* Material provided

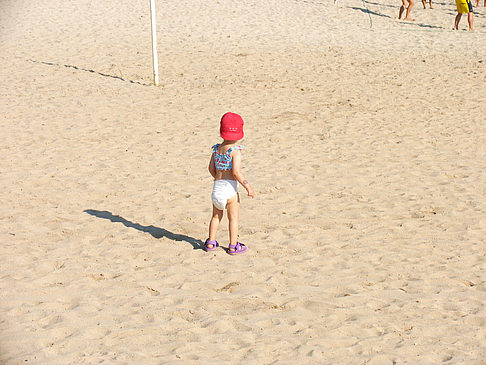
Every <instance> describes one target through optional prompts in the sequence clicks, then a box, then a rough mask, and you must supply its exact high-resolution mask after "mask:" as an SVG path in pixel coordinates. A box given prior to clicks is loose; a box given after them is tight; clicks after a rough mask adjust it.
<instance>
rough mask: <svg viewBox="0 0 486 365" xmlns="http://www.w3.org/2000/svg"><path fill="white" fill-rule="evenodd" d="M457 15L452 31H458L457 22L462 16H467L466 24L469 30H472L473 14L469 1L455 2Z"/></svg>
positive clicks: (457, 24) (473, 15)
mask: <svg viewBox="0 0 486 365" xmlns="http://www.w3.org/2000/svg"><path fill="white" fill-rule="evenodd" d="M456 7H457V15H456V19H455V20H454V30H458V27H459V22H460V21H461V17H462V14H467V22H468V23H469V30H474V12H473V8H472V4H471V0H456Z"/></svg>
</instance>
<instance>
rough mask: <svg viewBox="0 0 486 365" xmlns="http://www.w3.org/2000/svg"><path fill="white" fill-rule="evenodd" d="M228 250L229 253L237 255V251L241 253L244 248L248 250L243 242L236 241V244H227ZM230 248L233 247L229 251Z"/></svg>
mask: <svg viewBox="0 0 486 365" xmlns="http://www.w3.org/2000/svg"><path fill="white" fill-rule="evenodd" d="M229 248H230V249H229V250H228V253H229V254H230V255H237V254H239V253H243V252H245V251H246V250H248V247H246V246H245V245H244V244H243V243H241V242H236V245H229ZM231 249H234V251H231Z"/></svg>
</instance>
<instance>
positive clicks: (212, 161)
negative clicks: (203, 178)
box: [208, 155, 216, 177]
mask: <svg viewBox="0 0 486 365" xmlns="http://www.w3.org/2000/svg"><path fill="white" fill-rule="evenodd" d="M208 170H209V173H210V174H211V176H212V177H215V176H216V166H215V165H214V155H211V160H210V161H209V166H208Z"/></svg>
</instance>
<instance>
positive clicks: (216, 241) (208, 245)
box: [204, 238, 219, 251]
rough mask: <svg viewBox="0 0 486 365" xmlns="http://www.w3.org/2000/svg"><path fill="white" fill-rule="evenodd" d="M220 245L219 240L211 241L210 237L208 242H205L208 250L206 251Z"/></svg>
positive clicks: (205, 246)
mask: <svg viewBox="0 0 486 365" xmlns="http://www.w3.org/2000/svg"><path fill="white" fill-rule="evenodd" d="M218 246H219V243H218V241H210V240H209V238H208V239H207V240H206V242H205V243H204V250H206V251H213V250H215V249H216V247H218Z"/></svg>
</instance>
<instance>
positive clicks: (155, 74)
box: [150, 0, 159, 86]
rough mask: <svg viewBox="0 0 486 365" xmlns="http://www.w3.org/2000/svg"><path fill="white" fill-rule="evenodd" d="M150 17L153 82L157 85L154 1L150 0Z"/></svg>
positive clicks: (156, 64)
mask: <svg viewBox="0 0 486 365" xmlns="http://www.w3.org/2000/svg"><path fill="white" fill-rule="evenodd" d="M150 17H151V19H152V64H153V67H154V84H155V86H159V61H158V59H157V28H156V25H155V3H154V0H150Z"/></svg>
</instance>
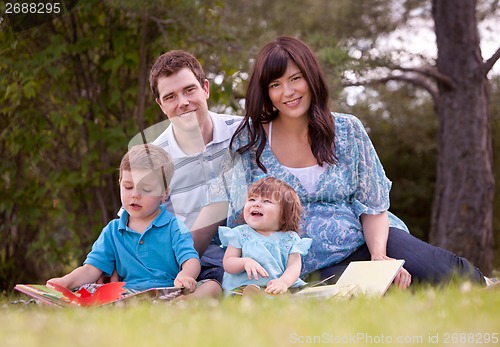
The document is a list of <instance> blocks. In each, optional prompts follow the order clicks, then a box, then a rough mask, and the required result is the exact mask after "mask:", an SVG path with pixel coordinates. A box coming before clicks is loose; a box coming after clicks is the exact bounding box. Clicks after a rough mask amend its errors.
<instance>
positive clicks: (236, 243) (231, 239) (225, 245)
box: [219, 227, 241, 248]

* Activity
Without the pictures, repeat the listing above exactly.

* Reply
Every <instance> describes one target through optional prompts in the sequence clicks, then a box, then a rough mask, and you must supply its exact high-resolution mask after "mask:" as an SVG path in pixel coordinates. A box given prior to clicks is loose; a box given after them is tight; clicks after a rough mask adjust it.
<instance>
rough mask: <svg viewBox="0 0 486 365" xmlns="http://www.w3.org/2000/svg"><path fill="white" fill-rule="evenodd" d="M457 15L452 31H458L457 22L462 16H467L466 24L469 30H472L473 14L469 1L455 2Z"/></svg>
positive clicks: (457, 24) (473, 15)
mask: <svg viewBox="0 0 486 365" xmlns="http://www.w3.org/2000/svg"><path fill="white" fill-rule="evenodd" d="M456 7H457V15H456V19H455V20H454V30H458V27H459V22H460V21H461V17H462V14H467V22H468V23H469V30H474V12H473V8H472V4H471V0H456Z"/></svg>
</instance>
<instance>
rough mask: <svg viewBox="0 0 486 365" xmlns="http://www.w3.org/2000/svg"><path fill="white" fill-rule="evenodd" d="M228 250L229 253L237 255V251L241 253L244 248L248 250L243 242L236 241V244H227ZM230 248L233 247L229 251Z"/></svg>
mask: <svg viewBox="0 0 486 365" xmlns="http://www.w3.org/2000/svg"><path fill="white" fill-rule="evenodd" d="M229 248H230V249H229V250H228V253H229V254H230V255H237V254H239V253H243V252H245V251H246V250H248V247H246V246H245V245H244V244H243V243H241V242H236V245H229ZM231 249H234V251H231Z"/></svg>
</instance>
<instance>
positive clicks: (212, 161)
negative clicks: (203, 178)
box: [208, 155, 216, 177]
mask: <svg viewBox="0 0 486 365" xmlns="http://www.w3.org/2000/svg"><path fill="white" fill-rule="evenodd" d="M208 170H209V173H210V174H211V176H212V177H215V176H216V166H215V165H214V155H211V160H210V161H209V166H208Z"/></svg>
</instance>
<instance>
positive clicks: (216, 241) (208, 245)
box: [204, 238, 219, 251]
rough mask: <svg viewBox="0 0 486 365" xmlns="http://www.w3.org/2000/svg"><path fill="white" fill-rule="evenodd" d="M220 245L219 240L211 241L210 237L208 242H205L208 250L206 251Z"/></svg>
positive clicks: (205, 246)
mask: <svg viewBox="0 0 486 365" xmlns="http://www.w3.org/2000/svg"><path fill="white" fill-rule="evenodd" d="M218 246H219V243H218V241H210V240H209V238H208V239H207V240H206V242H205V243H204V250H206V251H213V250H215V249H216V247H218Z"/></svg>
</instance>
<instance>
positive clicks: (155, 74)
box: [150, 0, 159, 86]
rough mask: <svg viewBox="0 0 486 365" xmlns="http://www.w3.org/2000/svg"><path fill="white" fill-rule="evenodd" d="M150 17L153 82L157 85L154 1L150 0Z"/></svg>
positive clicks: (156, 64)
mask: <svg viewBox="0 0 486 365" xmlns="http://www.w3.org/2000/svg"><path fill="white" fill-rule="evenodd" d="M150 17H151V19H152V64H153V67H154V84H155V86H159V61H158V59H157V28H156V25H155V3H154V0H150Z"/></svg>
</instance>
The document is a list of <instance> blocks. In each, optional prompts follow the order clicks, then a box, then a rough mask, and the required result is the exact mask after "mask:", an SVG path with pixel coordinates. A box coming before clicks is loose; a box coming after clicks is the exact bounding box. Clicks after a rough mask amend its errors.
<instance>
positive clicks: (236, 243) (231, 239) (225, 245)
box: [219, 227, 241, 248]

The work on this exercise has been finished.